WHAT YOU NEED TO DO: Copy each of the items below word for word, with nothing changed.

AVAILABLE DATA:
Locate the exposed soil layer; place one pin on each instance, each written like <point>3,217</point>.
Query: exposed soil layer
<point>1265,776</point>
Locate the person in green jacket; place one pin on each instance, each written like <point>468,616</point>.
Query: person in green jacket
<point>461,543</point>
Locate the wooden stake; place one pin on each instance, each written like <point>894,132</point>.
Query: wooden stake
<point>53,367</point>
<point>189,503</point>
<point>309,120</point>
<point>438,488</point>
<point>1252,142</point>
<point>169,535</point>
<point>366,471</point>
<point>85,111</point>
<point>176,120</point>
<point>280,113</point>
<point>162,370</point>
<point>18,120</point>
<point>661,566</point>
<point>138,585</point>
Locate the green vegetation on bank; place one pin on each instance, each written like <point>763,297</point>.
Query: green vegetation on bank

OUTPUT OF THE EXERCISE:
Locate the exposed soil layer; place one pin on each instance, each written like <point>3,217</point>.
Query: exposed soil layer
<point>1265,776</point>
Locate the person in green jacket; place one pin on each instance, each written like <point>468,616</point>.
Query: person in green jacket
<point>461,543</point>
Locate the wooden stake; place one pin on each instance, each written like <point>894,132</point>.
Query: wooden stake
<point>53,367</point>
<point>189,503</point>
<point>309,120</point>
<point>438,488</point>
<point>1252,142</point>
<point>169,535</point>
<point>366,471</point>
<point>85,111</point>
<point>176,120</point>
<point>280,113</point>
<point>162,370</point>
<point>18,120</point>
<point>661,566</point>
<point>138,585</point>
Locate the green vegetation on bank; place one pin on each instance, each written like <point>763,297</point>.
Query: green vegetation on bank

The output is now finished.